[Shape annotation entries]

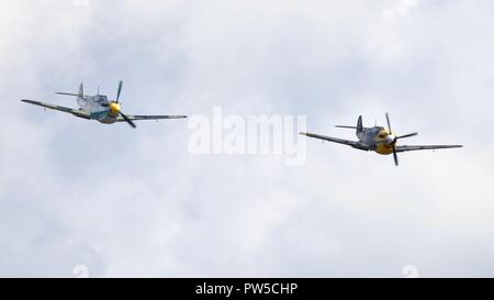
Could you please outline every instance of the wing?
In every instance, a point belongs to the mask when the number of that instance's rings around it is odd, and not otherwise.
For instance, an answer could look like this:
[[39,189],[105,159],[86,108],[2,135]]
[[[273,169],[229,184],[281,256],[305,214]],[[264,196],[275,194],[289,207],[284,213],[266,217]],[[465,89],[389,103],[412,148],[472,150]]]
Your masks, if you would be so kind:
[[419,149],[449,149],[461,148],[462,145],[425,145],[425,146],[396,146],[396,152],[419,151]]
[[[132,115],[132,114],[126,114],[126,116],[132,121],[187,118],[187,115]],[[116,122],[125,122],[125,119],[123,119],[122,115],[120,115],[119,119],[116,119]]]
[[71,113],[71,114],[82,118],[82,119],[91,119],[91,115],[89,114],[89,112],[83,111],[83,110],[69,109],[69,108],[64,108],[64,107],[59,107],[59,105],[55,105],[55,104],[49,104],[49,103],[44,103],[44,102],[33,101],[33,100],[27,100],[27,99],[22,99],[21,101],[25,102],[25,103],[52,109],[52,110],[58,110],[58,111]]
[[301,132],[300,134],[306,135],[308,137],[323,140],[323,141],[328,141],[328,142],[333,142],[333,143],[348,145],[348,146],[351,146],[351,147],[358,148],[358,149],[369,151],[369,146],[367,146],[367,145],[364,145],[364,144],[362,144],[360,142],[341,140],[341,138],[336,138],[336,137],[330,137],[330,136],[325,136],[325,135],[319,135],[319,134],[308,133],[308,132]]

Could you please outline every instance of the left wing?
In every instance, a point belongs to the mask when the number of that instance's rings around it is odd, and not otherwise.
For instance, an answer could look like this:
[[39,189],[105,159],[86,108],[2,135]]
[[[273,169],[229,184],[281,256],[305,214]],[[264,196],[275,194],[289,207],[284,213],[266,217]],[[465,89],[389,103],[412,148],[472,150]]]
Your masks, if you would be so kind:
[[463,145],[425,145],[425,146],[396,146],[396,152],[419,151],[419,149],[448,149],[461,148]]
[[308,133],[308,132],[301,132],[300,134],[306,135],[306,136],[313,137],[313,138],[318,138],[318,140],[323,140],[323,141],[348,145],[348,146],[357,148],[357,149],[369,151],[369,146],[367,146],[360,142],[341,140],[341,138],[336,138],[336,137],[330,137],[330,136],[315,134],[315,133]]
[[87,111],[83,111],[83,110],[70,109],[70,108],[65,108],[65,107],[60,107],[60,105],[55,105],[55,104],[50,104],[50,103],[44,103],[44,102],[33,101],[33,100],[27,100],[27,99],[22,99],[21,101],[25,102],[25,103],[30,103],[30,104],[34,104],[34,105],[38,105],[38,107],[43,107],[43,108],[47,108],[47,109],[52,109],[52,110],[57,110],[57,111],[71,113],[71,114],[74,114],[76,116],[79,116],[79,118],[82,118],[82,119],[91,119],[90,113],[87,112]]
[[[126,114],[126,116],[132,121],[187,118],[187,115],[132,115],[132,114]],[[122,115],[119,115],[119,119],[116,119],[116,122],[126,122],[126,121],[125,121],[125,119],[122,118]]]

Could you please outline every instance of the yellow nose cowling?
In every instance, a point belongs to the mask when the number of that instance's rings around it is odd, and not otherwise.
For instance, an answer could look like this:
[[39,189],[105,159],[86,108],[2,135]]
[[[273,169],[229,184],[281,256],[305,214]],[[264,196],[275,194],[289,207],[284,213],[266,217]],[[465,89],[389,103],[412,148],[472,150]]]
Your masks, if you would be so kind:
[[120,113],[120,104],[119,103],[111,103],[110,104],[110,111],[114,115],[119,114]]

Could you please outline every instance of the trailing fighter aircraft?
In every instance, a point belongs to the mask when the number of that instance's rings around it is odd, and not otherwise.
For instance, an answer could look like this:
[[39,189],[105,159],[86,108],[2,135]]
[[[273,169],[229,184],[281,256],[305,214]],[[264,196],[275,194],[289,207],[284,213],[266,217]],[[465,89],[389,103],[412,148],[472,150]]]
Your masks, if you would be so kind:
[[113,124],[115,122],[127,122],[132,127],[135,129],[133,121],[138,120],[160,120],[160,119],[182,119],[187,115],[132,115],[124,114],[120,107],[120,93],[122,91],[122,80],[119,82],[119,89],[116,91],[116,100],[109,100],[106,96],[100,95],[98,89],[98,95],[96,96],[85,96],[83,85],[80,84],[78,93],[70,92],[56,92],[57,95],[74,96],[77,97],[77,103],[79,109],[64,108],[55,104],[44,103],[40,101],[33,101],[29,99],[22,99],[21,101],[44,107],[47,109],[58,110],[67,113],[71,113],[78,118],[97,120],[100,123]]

■ Problem
Output the records from the line containing "Could you please outline every instance of the yellow" through the end, inclusive, as a JSON list of strings with one string per line and blank lines omitted.

■ Result for this task
[
  "Could you please outline every instance of the yellow nose cowling?",
  "In every instance, a point belongs to the mask when the number of that instance's rings around it is odd, and not otherwise.",
  "For instance, an answer could look like this:",
  "[[39,189],[105,159],[86,108],[2,135]]",
  "[[[273,169],[229,184],[281,256],[305,214]],[[264,196],[275,194],[289,207],[284,213],[266,217]],[[465,89],[389,103],[412,148],[472,150]]]",
  "Your masks, if you would be so kind:",
  "[[120,113],[120,104],[119,103],[111,103],[110,104],[110,111],[114,115],[119,114]]",
  "Could you please outline every instance of the trailing fighter aircraft?",
  "In every instance, a point belongs to the mask when the number of that instance's rings around it is odd, and not otherwise.",
  "For instance, an answer could look like this:",
  "[[39,189],[105,159],[86,108],[2,135]]",
  "[[[273,169],[229,184],[281,256],[305,214]],[[264,196],[275,194],[289,207],[284,213],[266,217]],[[465,89],[389,103],[412,148],[472,150]]]",
  "Your masks, if you would be so kind:",
  "[[113,124],[115,122],[127,122],[132,127],[135,129],[133,121],[138,120],[160,120],[160,119],[182,119],[187,115],[132,115],[124,114],[120,107],[120,93],[122,91],[122,80],[119,82],[119,89],[116,91],[116,100],[109,100],[106,96],[100,95],[98,89],[98,95],[96,96],[85,96],[83,85],[80,84],[78,93],[70,92],[56,92],[57,95],[74,96],[77,97],[77,103],[79,109],[64,108],[55,104],[44,103],[40,101],[33,101],[29,99],[22,99],[21,101],[44,107],[47,109],[58,110],[67,113],[71,113],[78,118],[97,120],[100,123]]"
]